▶ RECORDS PROVIDED:

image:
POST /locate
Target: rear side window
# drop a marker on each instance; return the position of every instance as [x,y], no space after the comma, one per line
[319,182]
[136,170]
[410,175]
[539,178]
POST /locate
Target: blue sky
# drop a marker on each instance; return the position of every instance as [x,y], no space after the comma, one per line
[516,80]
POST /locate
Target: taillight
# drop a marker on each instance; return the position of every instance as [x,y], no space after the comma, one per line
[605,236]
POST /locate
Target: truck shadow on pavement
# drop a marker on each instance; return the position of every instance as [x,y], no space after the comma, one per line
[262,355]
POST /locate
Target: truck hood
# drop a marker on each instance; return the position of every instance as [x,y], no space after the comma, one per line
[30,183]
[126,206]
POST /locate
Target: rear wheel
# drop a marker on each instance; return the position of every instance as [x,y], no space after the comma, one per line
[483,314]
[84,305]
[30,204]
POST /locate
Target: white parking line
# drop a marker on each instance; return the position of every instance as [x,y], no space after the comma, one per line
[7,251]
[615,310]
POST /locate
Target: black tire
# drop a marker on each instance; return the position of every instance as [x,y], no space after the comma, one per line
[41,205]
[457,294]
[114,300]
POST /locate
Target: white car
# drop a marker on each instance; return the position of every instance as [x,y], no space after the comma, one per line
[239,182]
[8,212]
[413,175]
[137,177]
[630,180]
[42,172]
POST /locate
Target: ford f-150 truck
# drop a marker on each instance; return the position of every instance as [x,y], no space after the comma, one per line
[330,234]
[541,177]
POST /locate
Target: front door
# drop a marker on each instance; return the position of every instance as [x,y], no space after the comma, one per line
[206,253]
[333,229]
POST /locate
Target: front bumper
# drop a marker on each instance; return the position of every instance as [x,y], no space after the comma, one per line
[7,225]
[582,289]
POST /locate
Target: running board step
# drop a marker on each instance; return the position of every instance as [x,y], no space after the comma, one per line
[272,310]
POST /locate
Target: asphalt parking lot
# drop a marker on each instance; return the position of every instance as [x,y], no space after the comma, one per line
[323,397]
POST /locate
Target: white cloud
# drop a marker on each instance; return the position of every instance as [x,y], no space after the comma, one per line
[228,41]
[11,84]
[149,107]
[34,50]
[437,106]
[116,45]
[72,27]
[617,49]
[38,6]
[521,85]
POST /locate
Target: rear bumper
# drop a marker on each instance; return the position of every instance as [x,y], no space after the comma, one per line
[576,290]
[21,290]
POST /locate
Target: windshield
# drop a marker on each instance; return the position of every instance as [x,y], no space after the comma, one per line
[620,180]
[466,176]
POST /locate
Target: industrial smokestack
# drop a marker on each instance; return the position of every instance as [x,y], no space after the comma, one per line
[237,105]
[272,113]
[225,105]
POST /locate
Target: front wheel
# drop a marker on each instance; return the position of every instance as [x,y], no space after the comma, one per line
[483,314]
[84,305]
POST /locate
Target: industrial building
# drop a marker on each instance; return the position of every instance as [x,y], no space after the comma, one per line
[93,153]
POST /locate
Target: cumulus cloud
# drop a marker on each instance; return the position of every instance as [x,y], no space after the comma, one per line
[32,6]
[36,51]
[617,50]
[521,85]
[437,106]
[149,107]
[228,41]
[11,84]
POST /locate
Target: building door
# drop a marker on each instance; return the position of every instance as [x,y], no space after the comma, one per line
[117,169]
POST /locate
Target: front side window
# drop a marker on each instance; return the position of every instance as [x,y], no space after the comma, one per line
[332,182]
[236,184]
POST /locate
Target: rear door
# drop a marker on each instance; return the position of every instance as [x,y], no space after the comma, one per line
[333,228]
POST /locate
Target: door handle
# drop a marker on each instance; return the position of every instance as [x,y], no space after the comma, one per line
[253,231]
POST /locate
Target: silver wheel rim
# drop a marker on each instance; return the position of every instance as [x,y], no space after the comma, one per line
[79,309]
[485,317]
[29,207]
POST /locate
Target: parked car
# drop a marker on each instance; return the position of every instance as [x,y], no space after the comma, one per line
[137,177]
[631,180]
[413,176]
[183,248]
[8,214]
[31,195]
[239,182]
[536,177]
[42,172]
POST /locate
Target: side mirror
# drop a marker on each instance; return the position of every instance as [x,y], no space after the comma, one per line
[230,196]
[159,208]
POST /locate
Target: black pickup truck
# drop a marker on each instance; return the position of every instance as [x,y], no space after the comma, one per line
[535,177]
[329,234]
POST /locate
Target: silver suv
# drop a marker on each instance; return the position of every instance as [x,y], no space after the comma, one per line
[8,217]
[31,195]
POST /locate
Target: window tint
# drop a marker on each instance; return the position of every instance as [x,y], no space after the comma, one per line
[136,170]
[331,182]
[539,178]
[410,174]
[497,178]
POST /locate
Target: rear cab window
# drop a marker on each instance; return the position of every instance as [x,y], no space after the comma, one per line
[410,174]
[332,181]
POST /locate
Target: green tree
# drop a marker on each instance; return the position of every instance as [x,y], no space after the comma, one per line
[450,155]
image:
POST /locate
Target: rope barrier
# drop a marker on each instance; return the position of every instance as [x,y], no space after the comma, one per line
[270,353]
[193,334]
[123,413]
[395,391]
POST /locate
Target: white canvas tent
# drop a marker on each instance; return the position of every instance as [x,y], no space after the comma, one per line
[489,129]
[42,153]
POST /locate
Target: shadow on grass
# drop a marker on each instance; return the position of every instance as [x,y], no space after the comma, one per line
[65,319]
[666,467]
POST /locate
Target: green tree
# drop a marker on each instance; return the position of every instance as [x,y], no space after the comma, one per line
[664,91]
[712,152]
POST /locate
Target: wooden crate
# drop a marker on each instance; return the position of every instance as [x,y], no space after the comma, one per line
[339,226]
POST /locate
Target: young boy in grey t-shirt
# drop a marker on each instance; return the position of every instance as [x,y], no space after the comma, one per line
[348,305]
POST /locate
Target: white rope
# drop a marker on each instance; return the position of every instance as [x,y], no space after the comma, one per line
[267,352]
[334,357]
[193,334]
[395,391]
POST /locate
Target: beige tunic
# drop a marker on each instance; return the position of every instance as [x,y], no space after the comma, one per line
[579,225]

▶ TRY IT: Retype the records above from the very first line down to the line with "Target: truck hood", keeping both of those lines. Include nothing beyond them.

▶ SOLUTION TO THIS EXERCISE:
image:
POST /locate
Target: rear side window
# drop a marker on each instance; return the position of every instance as [x,y], no space after the comma, one per line
[319,182]
[136,170]
[410,175]
[539,178]
POST /locate
Target: blue sky
# drop a marker on each instance; return the position of every instance as [x,y], no space after the comma, one per line
[516,80]
POST /locate
Target: taillight
# drop a marker on each instance; return the position of every instance as [x,y], no space after the comma, one per line
[605,236]
POST /locate
Target: truck shadow on pavement
# drop a marker on each instance; return the position of every instance as [x,y], no space after the comma, one per line
[262,355]
POST /locate
Target: truck hood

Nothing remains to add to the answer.